Exercise materials:
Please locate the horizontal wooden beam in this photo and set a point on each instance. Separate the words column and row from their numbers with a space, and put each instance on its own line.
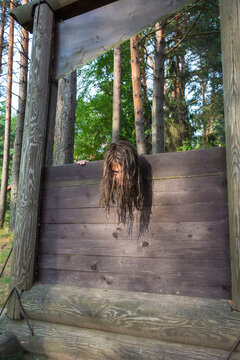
column 72, row 343
column 193, row 321
column 10, row 346
column 84, row 37
column 63, row 9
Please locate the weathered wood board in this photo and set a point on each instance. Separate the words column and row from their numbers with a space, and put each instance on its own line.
column 63, row 9
column 72, row 343
column 230, row 35
column 185, row 249
column 84, row 37
column 178, row 319
column 32, row 157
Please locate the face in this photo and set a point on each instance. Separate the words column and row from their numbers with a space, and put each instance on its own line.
column 116, row 171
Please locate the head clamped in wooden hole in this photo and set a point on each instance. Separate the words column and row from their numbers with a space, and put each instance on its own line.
column 123, row 185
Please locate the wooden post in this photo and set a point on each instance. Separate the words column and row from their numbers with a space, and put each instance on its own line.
column 51, row 123
column 22, row 269
column 230, row 33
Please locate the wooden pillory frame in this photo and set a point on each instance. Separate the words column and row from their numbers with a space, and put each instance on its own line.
column 88, row 319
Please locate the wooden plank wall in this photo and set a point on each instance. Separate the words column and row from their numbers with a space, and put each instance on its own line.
column 185, row 249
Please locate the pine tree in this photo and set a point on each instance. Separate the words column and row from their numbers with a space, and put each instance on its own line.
column 20, row 122
column 137, row 96
column 116, row 121
column 5, row 168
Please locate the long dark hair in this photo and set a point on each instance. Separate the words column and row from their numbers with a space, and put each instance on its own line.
column 127, row 192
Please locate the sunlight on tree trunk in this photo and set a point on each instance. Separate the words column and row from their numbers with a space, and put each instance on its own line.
column 65, row 120
column 5, row 168
column 116, row 121
column 158, row 92
column 20, row 122
column 3, row 20
column 137, row 96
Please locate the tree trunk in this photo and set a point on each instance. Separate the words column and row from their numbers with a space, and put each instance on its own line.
column 5, row 168
column 116, row 121
column 3, row 20
column 65, row 119
column 137, row 96
column 146, row 103
column 20, row 122
column 179, row 102
column 158, row 92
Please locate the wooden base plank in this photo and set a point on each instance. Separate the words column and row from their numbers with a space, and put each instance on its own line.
column 166, row 213
column 71, row 343
column 160, row 284
column 179, row 319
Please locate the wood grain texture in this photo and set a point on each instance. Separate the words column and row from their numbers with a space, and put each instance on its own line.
column 107, row 27
column 32, row 158
column 212, row 232
column 186, row 320
column 51, row 123
column 63, row 9
column 185, row 249
column 71, row 343
column 230, row 35
column 191, row 285
column 166, row 213
column 183, row 164
column 163, row 192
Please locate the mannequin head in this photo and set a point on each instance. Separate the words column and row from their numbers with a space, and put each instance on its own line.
column 122, row 180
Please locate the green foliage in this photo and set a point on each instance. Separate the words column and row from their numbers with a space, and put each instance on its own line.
column 193, row 87
column 12, row 136
column 94, row 109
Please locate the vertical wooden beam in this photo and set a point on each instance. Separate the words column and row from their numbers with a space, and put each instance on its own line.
column 22, row 269
column 230, row 33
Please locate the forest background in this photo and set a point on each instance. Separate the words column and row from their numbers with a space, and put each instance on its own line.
column 162, row 90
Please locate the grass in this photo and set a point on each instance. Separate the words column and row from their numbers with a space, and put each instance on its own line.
column 5, row 247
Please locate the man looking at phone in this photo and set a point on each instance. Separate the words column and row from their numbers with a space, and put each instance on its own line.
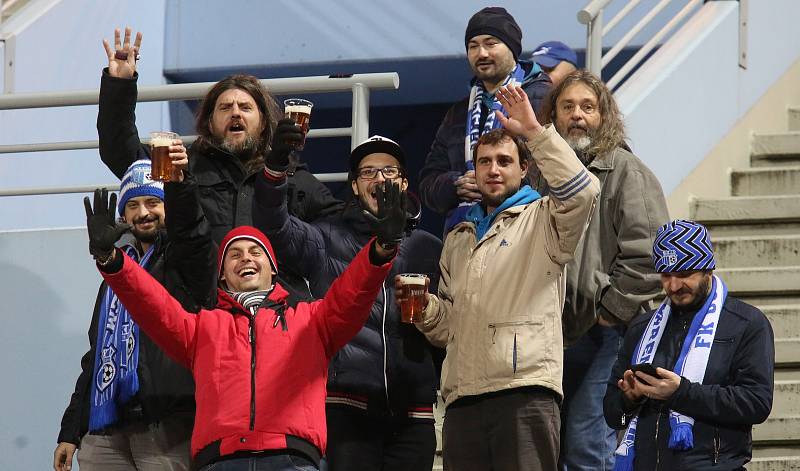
column 713, row 357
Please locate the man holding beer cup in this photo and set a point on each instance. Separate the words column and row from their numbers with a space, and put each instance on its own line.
column 382, row 384
column 498, row 308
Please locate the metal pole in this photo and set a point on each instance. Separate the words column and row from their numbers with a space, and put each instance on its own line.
column 360, row 115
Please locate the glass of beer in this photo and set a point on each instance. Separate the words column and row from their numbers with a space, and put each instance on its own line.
column 299, row 110
column 162, row 169
column 412, row 299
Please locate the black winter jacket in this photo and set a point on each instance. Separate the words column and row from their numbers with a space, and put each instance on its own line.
column 226, row 187
column 186, row 265
column 735, row 394
column 445, row 161
column 385, row 352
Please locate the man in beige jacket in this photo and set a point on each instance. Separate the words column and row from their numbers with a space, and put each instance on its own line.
column 501, row 292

Directions:
When a picture appears in the material, please pass over it while retyping the rest exactly.

Solution to this exercise:
Please locate the horizontal wooden beam in this photo and set a point on each instance. Separate the words column and row from their numbers with a space, and put each instance on its own line.
column 72, row 343
column 193, row 321
column 10, row 346
column 84, row 37
column 63, row 9
Please locate the weathered wood board in this photo and set a point on each instance. Separate the words column and row from their numbers with a space, and put each instance on its own line.
column 63, row 9
column 72, row 343
column 230, row 35
column 185, row 249
column 84, row 37
column 178, row 319
column 32, row 157
Please locate the face in this photo and set a point on each instance. Separate the words column and row from their numbers with a space, and put each instance on its own line.
column 116, row 171
Please locate the head clamped in wooden hole in this photo and set a point on each instance. Separate the words column and row from their numbers with a space, and put each instance on its own line.
column 123, row 185
Please locate the wooden post in this photo and set a point on each instance. Separate the words column and row from their numbers with a space, and put each instance on its own line.
column 51, row 123
column 22, row 269
column 230, row 33
Please locate the wooden pillory frame in this photo and set a point on each instance. Separate the words column and row from their numbers with a space, and put each instance on its own line.
column 88, row 319
Please locate the wooden plank wall in this photo and set a point on each instance. Separate the words column and row from their numbers with a space, and put each instance on its own line.
column 185, row 249
Please locate the pine tree in this photo and set a point on each instance. Separate the words column and row from their numbers with a space, and put each instance on its own line.
column 20, row 122
column 137, row 96
column 116, row 121
column 5, row 168
Please locate the long dark hair in this photo and set a point on each instance. Separate the words column and row from their numbers with a space, and put each instance on its own line.
column 127, row 192
Please locate the sunlight on tree trunk in this photo and set a point on each instance. Separate the words column and row from their numbers with a space, and put each instance on its own line.
column 65, row 120
column 5, row 168
column 116, row 121
column 158, row 92
column 20, row 122
column 3, row 20
column 137, row 96
Please locate the tree trunk in this photo and set a point on each instance. Separate the words column and row from their numbers with a space, and put each instance on its own line.
column 5, row 168
column 116, row 121
column 3, row 20
column 65, row 119
column 137, row 96
column 146, row 103
column 20, row 122
column 179, row 102
column 158, row 92
Please locate the wooden base plank in this photo and set a point on each instance. Separate the words column and row from their numbers with a space, and put each instance on its own line.
column 166, row 213
column 71, row 343
column 160, row 284
column 179, row 319
Please locate the wood grain texture in this photo and set a point on each instance. Separate the words column and row from their numbers with a space, and put each instance on its own line.
column 107, row 27
column 32, row 158
column 212, row 232
column 186, row 320
column 51, row 123
column 63, row 9
column 185, row 249
column 71, row 343
column 230, row 35
column 191, row 285
column 166, row 213
column 183, row 164
column 163, row 192
Please locate the mannequin head in this photo and set a point on each instance. Separate the words column and row from their numbers with a space, and put each instance on its own line.
column 122, row 180
Please locate the green foliage in this photo and set a point on each instance. Separate the words column and row from their numbers with a space, and put each instance on its own line.
column 193, row 87
column 12, row 136
column 94, row 109
Please locate the vertical wooden beam in this photo and set a point on each instance. Separate the words column and row from their numbers with a space, and put each instance on its own line.
column 22, row 269
column 230, row 33
Please locate the forest background in this photo and set a point on each instance. Separate the words column and row from their numbers with a space, and put each instance on its own line.
column 162, row 90
Please locate the grass in this photo and set a point on each instance. Separate the words column and row from their numbers with a space, and put each instance on its own line.
column 5, row 247
Please locate the man looking at phone in this photo and set a point on each instance. Separate the words column and row from their numbers with a space, and put each instance on its own line.
column 713, row 357
Please locate the man holding beer cup in this photo and set a point on each instance. Separate the words column and row from their numbers with a space, and put each instance on its own line.
column 382, row 384
column 498, row 308
Please locate the metal pole in this photo and set a point on each instance. Separate the words column and row from their numbers with a space, and put each instance on its own line.
column 360, row 115
Please locate the glass of beer in this photo and set a point on each instance. Separate the words column and row from their numbers with a space, and put each instance on its own line.
column 299, row 110
column 162, row 169
column 412, row 299
Please locate the black winter jacket in this photo and set a point on each instance. Separate the words column and row from their numbers with a space, and put each instance on its own line.
column 226, row 187
column 186, row 265
column 735, row 394
column 445, row 161
column 385, row 352
Please locate the man in beige jacket in this photo and set a point on each instance. Separate the words column and row from their numbers with a space, and put each instance on its own line.
column 501, row 292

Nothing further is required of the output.